(Stored items)
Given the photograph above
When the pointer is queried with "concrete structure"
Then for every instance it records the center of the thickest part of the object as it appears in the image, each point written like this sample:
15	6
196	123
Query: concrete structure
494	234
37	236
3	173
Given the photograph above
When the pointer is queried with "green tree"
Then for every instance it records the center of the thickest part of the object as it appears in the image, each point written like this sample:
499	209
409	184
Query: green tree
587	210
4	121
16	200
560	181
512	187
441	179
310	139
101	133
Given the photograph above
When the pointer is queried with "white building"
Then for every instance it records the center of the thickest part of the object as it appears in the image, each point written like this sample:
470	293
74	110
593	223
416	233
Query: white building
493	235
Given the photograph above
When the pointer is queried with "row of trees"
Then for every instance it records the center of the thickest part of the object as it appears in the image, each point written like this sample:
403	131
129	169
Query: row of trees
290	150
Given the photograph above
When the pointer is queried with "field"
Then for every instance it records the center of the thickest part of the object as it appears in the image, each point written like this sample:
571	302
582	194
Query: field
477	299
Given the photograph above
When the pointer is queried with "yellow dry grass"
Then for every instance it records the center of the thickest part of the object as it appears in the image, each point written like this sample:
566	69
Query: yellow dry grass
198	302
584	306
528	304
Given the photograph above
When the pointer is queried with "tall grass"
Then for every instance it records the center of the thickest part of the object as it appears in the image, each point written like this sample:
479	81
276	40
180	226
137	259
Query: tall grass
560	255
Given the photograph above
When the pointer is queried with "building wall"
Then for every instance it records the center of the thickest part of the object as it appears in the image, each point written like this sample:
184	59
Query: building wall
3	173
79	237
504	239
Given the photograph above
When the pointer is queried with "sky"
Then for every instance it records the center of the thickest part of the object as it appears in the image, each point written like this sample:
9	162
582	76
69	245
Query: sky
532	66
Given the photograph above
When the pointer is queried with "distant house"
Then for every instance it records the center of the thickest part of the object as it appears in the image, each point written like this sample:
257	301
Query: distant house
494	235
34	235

### Short task
Report how many lines of the data contain the word "pointer". Give the number alone.

### Result of this exercise
10